• [Parts of the exercise]:
- A) Rewrite the Index Access text from "If the user retrieves only" up to and including "complex data types.", putting "Callee-Allocated Buffer" in place of "Caller-Owned Buffer".
- B) In the Index Access text, what does it say would be better to use so that the underlying data structure can change from an array to a linked list?

• [Text segment]:
────────

Users can retrieve the elements by using the index to conveniently loop over the elements in their code. They do not have to deal with the internal data structure from which this data was gathered. If something in the implementation changes (for example, the retrieved struct member is renamed), users need not recompile their code.

Other changes to the underlying data structure might turn out to be more difficult. If, for example, the underlying data structure changes from an array (randomly accessible) to a linked list (sequentially accessible), then you’d have to iterate the list each time until you get to the requested index. That would not be efficient at all, and to make sure to also allow such changes in the underlying data structure, it would be better to use a Cursor Iterator or Callback Iterator instead.

If the user retrieves only basic data types that can be returned as Return Value of a C function, then the user implicitly retrieves a copy of this element. If the corresponding element in the underlying data structure changes in the meantime, then this would not affect the user. But if the user retrieves a more complex data type (like a string), then compared to simply providing direct access to the underlying data structure, you have with Index Access the advantage that you can copy the current data element in a thread-safe way and provide it to the user, for example with a Caller-Owned Buffer. If you are not operating in a multithreaded environment, you could simply return a pointer for complex data types.

────────

• [Exercise data]:
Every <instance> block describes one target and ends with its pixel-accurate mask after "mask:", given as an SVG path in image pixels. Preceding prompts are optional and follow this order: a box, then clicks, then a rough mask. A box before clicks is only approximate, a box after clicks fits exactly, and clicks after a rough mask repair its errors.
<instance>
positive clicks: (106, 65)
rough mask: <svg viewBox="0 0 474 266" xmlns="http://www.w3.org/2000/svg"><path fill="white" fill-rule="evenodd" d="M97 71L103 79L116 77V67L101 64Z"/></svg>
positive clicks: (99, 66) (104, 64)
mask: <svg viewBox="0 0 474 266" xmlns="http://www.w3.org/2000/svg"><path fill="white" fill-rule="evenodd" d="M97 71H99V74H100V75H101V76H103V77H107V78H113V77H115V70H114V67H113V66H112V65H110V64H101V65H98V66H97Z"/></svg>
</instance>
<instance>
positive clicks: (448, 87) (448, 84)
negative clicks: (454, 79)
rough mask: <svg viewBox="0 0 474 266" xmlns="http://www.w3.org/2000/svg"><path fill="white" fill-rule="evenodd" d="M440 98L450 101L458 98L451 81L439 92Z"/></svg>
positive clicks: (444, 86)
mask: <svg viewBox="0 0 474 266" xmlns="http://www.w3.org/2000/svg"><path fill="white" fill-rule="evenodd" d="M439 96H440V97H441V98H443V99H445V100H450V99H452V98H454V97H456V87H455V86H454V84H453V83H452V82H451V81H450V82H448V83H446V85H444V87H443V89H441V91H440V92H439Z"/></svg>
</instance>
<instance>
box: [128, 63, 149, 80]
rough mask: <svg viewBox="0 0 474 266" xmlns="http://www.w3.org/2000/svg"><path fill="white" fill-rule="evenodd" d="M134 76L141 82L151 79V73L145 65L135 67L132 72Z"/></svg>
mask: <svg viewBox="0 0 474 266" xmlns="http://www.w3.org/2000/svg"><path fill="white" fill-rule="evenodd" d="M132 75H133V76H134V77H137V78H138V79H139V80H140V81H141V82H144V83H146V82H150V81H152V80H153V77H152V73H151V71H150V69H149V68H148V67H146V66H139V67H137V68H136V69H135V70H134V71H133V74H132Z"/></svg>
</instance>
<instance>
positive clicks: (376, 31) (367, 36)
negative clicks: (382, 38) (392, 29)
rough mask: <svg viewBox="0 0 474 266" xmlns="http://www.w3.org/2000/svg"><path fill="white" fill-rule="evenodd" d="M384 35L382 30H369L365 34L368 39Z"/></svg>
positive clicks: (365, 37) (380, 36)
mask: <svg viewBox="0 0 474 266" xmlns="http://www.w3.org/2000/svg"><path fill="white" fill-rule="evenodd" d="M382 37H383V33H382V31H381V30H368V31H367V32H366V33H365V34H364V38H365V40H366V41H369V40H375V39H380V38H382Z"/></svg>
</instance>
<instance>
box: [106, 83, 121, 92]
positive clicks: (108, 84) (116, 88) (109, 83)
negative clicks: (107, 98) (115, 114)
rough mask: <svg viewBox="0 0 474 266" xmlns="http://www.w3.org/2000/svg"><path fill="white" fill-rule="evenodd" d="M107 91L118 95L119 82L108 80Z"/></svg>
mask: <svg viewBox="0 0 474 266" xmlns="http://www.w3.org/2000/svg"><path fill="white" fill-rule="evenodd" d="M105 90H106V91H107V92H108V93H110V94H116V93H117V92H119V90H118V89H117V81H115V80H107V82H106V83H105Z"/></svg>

────────

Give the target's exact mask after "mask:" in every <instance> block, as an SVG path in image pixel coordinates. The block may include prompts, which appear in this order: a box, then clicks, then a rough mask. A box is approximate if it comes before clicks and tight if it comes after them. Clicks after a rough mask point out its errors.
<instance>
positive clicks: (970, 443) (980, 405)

────────

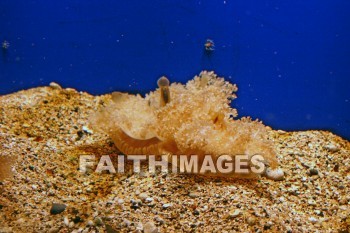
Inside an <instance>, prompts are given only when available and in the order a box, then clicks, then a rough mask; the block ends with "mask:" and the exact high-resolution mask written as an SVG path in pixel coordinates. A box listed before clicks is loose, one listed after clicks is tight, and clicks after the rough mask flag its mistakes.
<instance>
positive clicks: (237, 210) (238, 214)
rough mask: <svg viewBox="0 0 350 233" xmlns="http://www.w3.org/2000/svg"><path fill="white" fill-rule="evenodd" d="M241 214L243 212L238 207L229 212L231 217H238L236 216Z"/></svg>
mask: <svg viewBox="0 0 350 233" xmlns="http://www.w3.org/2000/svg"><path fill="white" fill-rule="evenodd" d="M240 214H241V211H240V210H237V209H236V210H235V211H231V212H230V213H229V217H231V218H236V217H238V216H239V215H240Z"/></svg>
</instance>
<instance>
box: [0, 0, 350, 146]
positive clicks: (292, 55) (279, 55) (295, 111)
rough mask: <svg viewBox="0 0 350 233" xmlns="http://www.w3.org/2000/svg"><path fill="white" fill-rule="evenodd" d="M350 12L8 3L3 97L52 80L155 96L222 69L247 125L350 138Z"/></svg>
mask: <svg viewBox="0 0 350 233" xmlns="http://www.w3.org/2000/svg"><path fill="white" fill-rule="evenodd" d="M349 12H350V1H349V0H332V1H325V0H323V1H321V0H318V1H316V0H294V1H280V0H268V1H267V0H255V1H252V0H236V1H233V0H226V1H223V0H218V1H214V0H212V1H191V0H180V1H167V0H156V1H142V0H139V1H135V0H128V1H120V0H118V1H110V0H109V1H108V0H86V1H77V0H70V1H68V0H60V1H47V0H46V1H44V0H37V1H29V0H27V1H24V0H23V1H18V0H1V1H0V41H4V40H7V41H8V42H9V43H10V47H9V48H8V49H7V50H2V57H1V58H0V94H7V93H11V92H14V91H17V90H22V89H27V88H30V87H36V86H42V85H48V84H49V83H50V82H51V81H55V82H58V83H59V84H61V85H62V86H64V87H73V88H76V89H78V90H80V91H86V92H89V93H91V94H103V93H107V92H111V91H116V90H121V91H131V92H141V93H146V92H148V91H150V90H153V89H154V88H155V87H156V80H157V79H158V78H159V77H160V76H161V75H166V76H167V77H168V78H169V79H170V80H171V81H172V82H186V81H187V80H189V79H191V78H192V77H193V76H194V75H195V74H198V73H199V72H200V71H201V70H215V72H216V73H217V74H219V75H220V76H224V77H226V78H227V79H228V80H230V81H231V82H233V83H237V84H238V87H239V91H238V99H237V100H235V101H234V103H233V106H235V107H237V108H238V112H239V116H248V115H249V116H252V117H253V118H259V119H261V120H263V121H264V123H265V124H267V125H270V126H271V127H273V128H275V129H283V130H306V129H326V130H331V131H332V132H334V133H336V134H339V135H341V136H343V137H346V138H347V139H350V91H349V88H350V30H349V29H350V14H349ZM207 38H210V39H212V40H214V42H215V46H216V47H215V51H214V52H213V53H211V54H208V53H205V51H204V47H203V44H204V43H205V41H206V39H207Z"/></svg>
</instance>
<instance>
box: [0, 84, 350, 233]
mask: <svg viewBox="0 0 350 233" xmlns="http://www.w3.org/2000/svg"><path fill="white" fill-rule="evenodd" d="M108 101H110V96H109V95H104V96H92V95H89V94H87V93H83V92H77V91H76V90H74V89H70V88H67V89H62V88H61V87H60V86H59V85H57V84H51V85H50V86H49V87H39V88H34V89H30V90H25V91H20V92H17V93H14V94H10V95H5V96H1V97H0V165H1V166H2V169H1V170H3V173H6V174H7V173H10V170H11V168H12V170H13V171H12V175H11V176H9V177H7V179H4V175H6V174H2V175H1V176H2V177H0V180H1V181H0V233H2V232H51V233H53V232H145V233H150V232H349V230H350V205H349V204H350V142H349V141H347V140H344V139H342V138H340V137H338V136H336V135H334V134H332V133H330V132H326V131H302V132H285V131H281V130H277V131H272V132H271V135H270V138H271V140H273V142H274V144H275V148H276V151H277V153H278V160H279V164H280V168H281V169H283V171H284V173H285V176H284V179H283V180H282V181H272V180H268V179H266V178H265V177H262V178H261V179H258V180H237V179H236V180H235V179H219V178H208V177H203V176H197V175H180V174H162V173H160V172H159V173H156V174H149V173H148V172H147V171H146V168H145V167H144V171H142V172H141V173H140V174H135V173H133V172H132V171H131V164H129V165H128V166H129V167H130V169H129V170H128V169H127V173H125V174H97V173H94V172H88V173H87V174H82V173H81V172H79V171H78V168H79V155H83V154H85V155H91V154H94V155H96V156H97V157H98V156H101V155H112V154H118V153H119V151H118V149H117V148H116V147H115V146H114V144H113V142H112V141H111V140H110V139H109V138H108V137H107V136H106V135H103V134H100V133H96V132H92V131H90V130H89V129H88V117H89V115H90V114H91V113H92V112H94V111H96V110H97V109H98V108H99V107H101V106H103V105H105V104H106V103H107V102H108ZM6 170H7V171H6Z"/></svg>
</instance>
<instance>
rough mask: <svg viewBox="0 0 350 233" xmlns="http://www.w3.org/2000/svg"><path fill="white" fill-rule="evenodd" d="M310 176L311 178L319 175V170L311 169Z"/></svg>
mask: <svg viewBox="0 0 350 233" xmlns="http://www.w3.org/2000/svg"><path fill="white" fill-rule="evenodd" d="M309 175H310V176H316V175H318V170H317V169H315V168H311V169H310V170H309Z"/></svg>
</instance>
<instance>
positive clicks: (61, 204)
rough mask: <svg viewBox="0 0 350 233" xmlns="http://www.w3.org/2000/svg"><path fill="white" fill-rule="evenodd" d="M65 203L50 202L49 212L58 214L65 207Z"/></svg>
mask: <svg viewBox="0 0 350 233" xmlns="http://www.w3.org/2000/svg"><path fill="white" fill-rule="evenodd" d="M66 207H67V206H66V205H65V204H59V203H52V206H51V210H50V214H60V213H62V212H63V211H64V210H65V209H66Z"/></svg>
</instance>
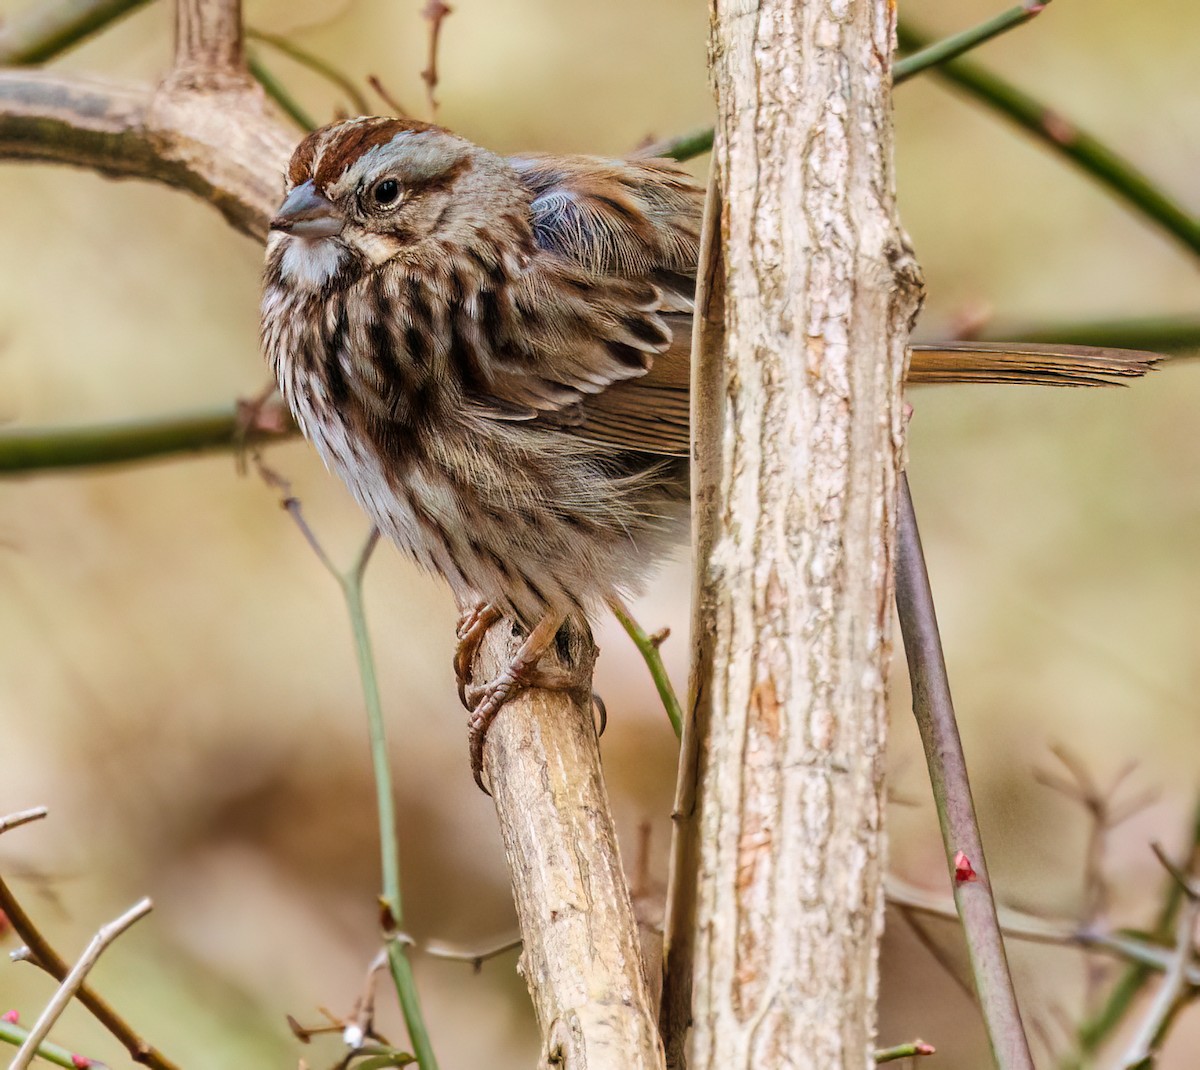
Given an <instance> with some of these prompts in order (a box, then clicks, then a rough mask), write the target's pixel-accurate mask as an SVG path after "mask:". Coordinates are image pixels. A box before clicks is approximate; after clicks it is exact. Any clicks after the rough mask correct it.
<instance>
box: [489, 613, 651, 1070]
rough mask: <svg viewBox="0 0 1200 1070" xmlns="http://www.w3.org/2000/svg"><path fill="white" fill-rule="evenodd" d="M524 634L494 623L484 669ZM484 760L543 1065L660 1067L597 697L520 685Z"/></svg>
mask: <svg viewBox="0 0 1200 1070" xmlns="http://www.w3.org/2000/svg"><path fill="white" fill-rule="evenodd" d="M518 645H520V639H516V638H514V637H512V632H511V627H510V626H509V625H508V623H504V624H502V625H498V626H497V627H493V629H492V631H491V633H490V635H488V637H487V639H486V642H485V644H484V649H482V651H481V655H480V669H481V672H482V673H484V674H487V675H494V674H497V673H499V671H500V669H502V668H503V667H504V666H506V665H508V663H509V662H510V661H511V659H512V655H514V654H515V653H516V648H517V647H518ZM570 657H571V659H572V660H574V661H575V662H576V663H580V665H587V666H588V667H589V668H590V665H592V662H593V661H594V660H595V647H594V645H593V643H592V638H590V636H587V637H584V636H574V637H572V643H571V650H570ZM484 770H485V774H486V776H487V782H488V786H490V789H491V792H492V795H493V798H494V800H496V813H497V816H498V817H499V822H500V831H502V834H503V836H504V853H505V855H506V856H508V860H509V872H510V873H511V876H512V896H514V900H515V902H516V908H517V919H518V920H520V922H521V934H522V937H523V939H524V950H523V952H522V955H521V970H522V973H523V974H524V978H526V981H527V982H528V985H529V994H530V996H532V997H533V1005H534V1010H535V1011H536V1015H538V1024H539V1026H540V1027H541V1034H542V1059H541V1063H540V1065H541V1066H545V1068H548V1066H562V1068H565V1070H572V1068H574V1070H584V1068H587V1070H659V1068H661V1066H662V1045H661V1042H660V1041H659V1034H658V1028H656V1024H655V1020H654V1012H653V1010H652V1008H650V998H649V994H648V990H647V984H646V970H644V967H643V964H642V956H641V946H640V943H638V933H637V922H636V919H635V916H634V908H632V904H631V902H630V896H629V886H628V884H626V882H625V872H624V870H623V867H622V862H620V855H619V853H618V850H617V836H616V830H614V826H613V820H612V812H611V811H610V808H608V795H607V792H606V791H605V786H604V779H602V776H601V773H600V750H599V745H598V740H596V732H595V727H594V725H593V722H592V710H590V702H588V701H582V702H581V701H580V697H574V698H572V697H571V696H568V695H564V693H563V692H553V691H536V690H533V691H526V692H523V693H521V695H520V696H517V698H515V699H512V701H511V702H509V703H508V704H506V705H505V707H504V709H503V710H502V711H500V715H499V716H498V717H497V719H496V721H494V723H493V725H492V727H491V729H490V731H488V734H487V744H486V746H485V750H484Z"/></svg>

────────

• [Exercise solutions]:
- A)
If the user retrieves only basic data types that can be returned as Return Value of a C function, then the user implicitly retrieves a copy of this element. If the corresponding element in the underlying data structure changes in the meantime, then this would not affect the user. But if the user retrieves a more complex data type (like a string), then compared to simply providing direct access to the underlying data structure, you have with Index Access the advantage that you can copy the current data element in a thread-safe way and provide it to the user, for example with a Callee-Allocated Buffer. If you are not operating in a multithreaded environment, you could simply return a pointer for complex data types.

- B) A Cursor Iterator or Callback Iterator.